## begin SOURCE

One Man’s Experience in Aquaculture
by G.C. Matthiessen
The following article appeared in Wrack Lines, Vol. 9 Issue 1 Spring/Summer 2009, and is reproduced with the kind permission of the author and the publisher, UConn’s Connecticut Sea Grant.
The annual harvest of seafood from the world’s oceans is currently between 80 and 90 million tons. During the past 60 years, world landings have increased by nearly a factor of six, and aquaculture now accounts for nearly 30% of total global fish production.
Although the practice of maintaining edible aquatic organisms under controlled or captive conditions is centuries old, aquaculture as an industry is relatively young and has grown extremely rapidly during the past 50 years. According to a Food and Agriculture Organization report in 2002, marine aquaculture production has increased at an average rate of about 10% per year since 1970. Aquaculture now accounts for about 27% of total global fish production.
In 1959, while employed by the Massachusetts Division of Marine Fisheries, I became interested in the potential for aquaculture on the island of Martha’s Vineyard. Of particular interest were the Island’s salt Ponds, several of which had over the years produced commercial quantities of shellfish, i.e. soft clams, hard clams, bay scallops and oysters. My interest lay chiefly in oysters, but, according to the records and anecdotal information, oyster production from these ponds had been inconsistent from year to year, for reasons not clearly understood.
During this time, I happened to visit my parents on Fishers Island, New York. My father kept a small aluminum skiff at the edge of a brackish water pond—Island Pond—and, in the process of hauling it from the water, I noticed a large number of juvenile oysters, or spat, attached to its bottom. A brief walk around the edge of the pond revealed a large population of oysters of varying sizes and year-classes, attached to the rocks.
I suggested to my father that Island Pond might be an ideal site to try culturing oysters on a commercial scale. He had retired from his architecture firm and was excited to become involved in a new project. He interested several friends on the Island and was able to put together a small corporation—Ocean Pond Corporation—of which he initially was president.

## end SOURCE

__WHAT IS EXPECTED__:
Answer these questions using the aquaculture article above:
(a) What organization's 2002 report put the average yearly growth of marine aquaculture production since 1970 at about 10%?
(b) What four kinds of shellfish had the salt ponds of Martha's Vineyard produced in commercial quantities?
(c) What was the name of the corporation that the author's father put together on Fishers Island?

## begin ROWS

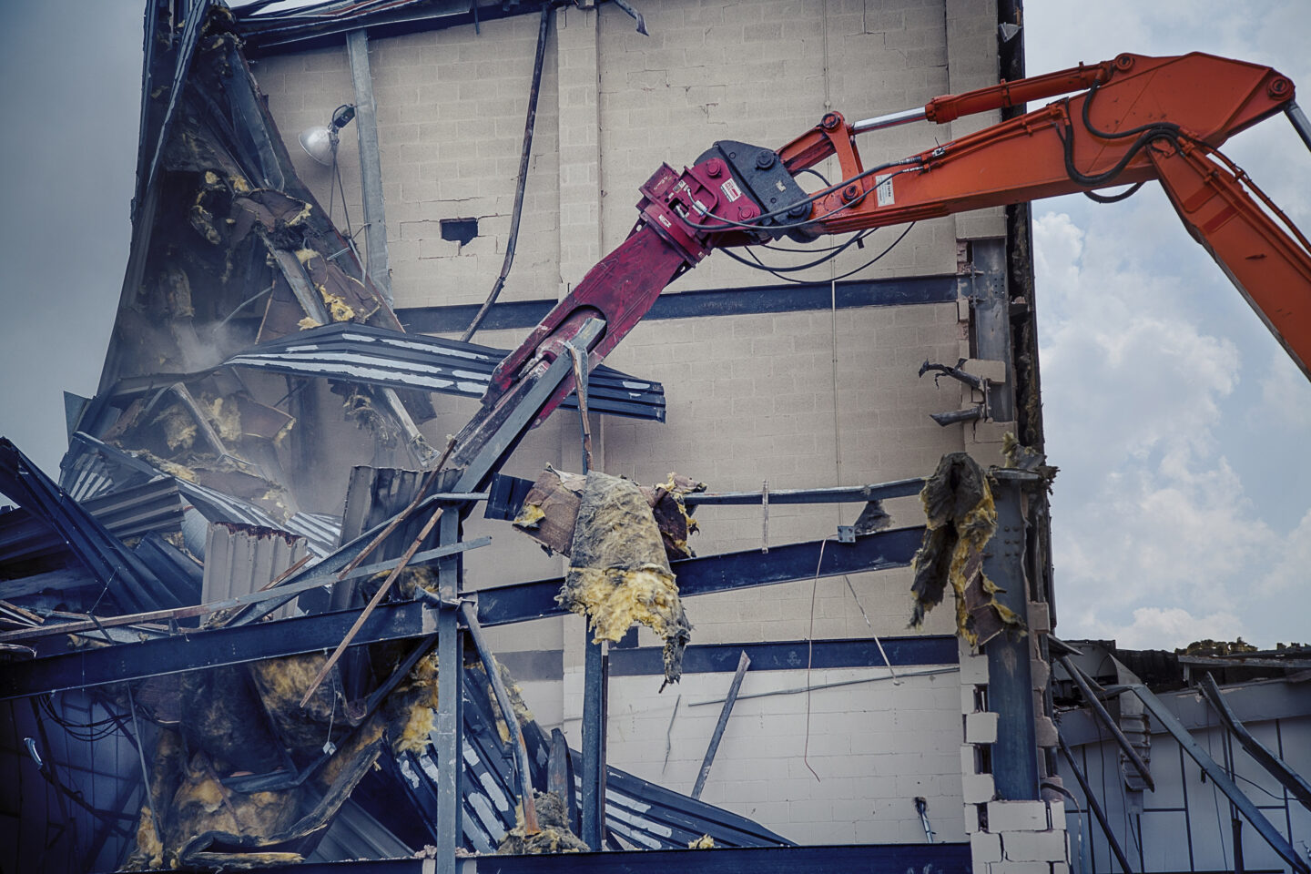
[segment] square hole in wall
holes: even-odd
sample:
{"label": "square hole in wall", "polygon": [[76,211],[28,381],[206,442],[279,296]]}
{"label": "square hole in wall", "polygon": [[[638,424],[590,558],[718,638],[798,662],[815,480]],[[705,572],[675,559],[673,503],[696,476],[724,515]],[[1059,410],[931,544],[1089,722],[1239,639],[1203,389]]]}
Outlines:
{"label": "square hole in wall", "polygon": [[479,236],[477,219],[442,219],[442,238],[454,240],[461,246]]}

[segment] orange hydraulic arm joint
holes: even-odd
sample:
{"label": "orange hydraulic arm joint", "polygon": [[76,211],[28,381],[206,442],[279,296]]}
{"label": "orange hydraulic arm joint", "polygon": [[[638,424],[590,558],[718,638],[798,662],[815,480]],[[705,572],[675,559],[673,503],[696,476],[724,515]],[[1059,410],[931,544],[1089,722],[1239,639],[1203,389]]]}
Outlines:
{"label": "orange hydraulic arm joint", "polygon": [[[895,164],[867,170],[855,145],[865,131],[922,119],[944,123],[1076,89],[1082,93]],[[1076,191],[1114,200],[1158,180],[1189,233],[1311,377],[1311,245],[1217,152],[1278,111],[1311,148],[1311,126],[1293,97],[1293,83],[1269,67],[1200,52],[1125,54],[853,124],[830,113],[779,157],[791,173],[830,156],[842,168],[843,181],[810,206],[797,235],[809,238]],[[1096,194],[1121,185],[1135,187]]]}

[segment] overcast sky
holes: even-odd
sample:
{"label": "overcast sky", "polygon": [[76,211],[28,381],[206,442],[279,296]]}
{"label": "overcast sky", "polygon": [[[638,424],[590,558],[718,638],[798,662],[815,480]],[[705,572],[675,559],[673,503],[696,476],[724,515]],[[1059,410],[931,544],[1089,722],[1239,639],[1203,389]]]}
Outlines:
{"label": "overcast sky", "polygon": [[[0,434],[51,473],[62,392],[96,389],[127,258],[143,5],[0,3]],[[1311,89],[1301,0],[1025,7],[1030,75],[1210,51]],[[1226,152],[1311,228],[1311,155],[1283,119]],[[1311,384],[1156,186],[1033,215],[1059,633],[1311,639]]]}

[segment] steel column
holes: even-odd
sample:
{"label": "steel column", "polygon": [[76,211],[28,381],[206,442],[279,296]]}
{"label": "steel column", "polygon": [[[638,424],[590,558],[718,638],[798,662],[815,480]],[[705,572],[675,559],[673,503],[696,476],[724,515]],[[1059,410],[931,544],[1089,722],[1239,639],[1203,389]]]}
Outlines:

## end ROWS
## begin ROWS

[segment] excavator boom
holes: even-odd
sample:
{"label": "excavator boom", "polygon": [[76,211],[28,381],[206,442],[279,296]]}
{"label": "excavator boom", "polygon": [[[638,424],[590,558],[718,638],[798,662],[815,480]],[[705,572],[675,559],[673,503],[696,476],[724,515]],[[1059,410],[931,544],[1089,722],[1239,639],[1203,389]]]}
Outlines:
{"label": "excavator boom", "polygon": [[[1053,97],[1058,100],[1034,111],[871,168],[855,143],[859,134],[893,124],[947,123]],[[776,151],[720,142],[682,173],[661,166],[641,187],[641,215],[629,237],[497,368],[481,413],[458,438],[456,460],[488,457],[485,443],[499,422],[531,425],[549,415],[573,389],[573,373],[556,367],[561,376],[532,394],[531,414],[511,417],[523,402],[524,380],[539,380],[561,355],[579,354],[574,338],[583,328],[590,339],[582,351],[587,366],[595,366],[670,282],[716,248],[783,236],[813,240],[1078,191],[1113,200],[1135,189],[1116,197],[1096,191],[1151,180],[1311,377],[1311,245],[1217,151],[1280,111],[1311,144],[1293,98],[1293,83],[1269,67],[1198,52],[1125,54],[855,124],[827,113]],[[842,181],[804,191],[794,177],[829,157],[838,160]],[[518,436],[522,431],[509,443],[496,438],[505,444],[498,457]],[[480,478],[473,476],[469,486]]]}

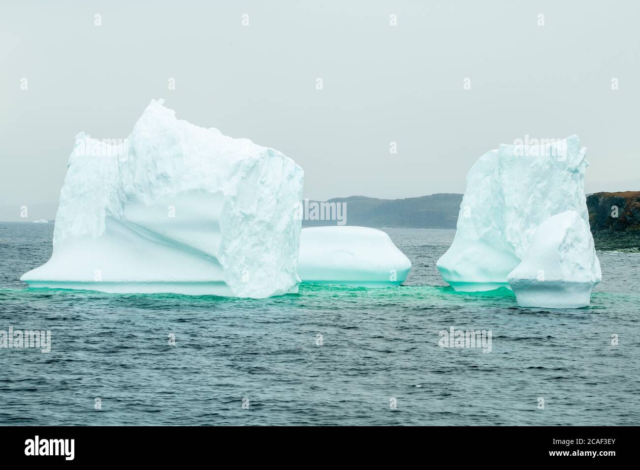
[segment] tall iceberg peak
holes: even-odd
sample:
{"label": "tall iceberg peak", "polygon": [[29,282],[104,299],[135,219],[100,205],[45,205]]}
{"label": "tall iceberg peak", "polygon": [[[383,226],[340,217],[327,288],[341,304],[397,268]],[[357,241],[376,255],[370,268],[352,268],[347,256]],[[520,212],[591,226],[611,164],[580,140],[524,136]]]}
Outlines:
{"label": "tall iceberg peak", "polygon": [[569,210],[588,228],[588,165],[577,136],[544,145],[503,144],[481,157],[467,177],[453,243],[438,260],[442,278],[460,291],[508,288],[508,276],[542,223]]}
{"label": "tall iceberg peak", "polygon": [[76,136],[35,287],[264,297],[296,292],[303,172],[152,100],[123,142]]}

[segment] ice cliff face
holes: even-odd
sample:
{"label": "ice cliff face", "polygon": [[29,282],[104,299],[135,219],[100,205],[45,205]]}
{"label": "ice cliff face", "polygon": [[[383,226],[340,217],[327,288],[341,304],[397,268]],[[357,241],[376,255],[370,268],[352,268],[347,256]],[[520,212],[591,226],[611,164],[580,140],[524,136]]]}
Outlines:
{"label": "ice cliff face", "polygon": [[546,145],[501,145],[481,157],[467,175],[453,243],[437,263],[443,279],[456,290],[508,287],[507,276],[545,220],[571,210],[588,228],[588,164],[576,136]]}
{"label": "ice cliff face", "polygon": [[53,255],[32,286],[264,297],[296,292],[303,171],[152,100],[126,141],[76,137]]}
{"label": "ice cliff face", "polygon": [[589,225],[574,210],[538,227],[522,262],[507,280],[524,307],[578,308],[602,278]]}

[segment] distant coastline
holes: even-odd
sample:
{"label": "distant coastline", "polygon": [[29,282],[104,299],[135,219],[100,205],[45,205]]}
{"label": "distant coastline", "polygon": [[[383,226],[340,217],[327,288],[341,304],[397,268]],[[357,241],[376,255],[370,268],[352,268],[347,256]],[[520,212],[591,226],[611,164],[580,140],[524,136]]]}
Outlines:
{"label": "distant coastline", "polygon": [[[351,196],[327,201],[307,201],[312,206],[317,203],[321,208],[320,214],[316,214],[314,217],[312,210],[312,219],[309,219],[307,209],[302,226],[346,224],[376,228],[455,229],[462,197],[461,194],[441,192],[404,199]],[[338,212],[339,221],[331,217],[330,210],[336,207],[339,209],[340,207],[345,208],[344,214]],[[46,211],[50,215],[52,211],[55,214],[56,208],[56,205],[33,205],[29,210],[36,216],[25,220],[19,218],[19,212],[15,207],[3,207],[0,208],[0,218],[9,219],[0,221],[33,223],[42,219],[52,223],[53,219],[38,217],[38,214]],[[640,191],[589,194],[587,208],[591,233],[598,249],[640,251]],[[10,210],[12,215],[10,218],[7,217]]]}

## end ROWS

__TASK RESPONSE__:
(a) The Food and Agriculture Organization
(b) Soft clams, hard clams, bay scallops and oysters
(c) Ocean Pond Corporation